## [YOUR TASK]
Present the following lines as a numbered list, omitting any blank lines.

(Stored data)
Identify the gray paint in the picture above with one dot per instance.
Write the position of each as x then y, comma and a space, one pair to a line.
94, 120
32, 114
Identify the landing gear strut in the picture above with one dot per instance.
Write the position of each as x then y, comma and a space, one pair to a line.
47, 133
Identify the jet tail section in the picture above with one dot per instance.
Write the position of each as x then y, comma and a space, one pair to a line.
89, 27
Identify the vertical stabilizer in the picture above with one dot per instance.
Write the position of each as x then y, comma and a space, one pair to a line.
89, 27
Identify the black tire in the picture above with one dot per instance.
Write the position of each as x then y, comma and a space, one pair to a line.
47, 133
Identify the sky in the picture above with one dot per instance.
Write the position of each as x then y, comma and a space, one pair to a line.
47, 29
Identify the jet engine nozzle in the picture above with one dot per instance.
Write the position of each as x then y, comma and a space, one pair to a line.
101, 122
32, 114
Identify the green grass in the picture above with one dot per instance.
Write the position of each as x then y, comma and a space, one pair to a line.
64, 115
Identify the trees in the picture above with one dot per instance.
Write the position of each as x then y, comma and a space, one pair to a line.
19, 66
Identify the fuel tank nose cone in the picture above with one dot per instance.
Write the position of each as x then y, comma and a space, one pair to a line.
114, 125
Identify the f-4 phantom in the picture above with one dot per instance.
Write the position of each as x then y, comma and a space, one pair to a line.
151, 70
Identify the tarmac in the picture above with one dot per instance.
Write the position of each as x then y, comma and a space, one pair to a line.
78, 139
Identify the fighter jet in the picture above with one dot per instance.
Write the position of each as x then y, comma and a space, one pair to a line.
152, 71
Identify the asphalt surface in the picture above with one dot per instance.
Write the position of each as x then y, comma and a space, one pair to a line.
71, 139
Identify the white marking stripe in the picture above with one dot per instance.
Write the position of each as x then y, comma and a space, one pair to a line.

## [FINISHED EXERCISE]
1. Identify the gray paint in the picture above with one dot per instance.
2. Write the position of each as x then y, comma and a space, one pair to a line.
3. 94, 120
4. 32, 114
5. Identify the landing gear strut in the picture above with one dot per instance.
6. Write the position of each as x then y, comma and a space, one pair to a line.
7. 47, 133
8. Identify the jet tail section in the picture above with one dot per instance.
9. Write the position of each as x then y, comma and a space, one pair to a line.
10. 89, 27
11. Identify the vertical stabilizer in the picture above with one dot per instance.
12. Write the position of each as x then y, comma and a space, one pair to a line.
13. 89, 27
14. Identify the black tire in the picture above with one dot per instance.
15. Write the position of each as x then y, comma and a space, one pair to a line.
16. 47, 133
17. Identify the sky in the picture above with one dot per instance.
18. Write the position of each as x then y, comma and a space, one pair to a line.
19. 47, 29
20. Identify the jet engine nozzle in the picture above with one dot per instance.
21. Write the position of each as x then y, comma and a space, one pair to a line.
22. 101, 122
23. 32, 114
24. Identify the green grass in the picture above with one dot per instance.
25. Write the position of each as x then y, comma and a space, one pair to a line.
26. 64, 115
27. Identify the trees in the picture above with one dot per instance.
28. Write the position of each as x then y, comma and a space, one pair to a line.
29. 19, 66
30. Identify the fuel tank nose cone in the picture above with one dot per instance.
31. Write the position of each as x then y, comma and a space, one pair to a line.
32. 114, 125
33. Identify the f-4 phantom in the picture above with one dot per instance.
34. Write the position of each as x then y, comma and a space, one pair to a line.
35. 151, 70
36. Identify the tarmac in the picture above with one dot per instance.
37. Write the position of each as x then y, comma and a space, one pair to a line.
38. 78, 139
39. Identify the fighter jet in the picture above with one dot per instance.
40. Write the position of each as x then y, comma and a space, one pair to a line.
41. 152, 71
42. Identify the asphalt surface in the picture above with one dot per instance.
43. Write the position of each as x then y, comma and a space, one pair to a line.
44. 71, 139
45. Identify the white marking stripe in the picture above with one dot per instance.
46. Write the position of each as x then y, comma and a space, one pair to a line.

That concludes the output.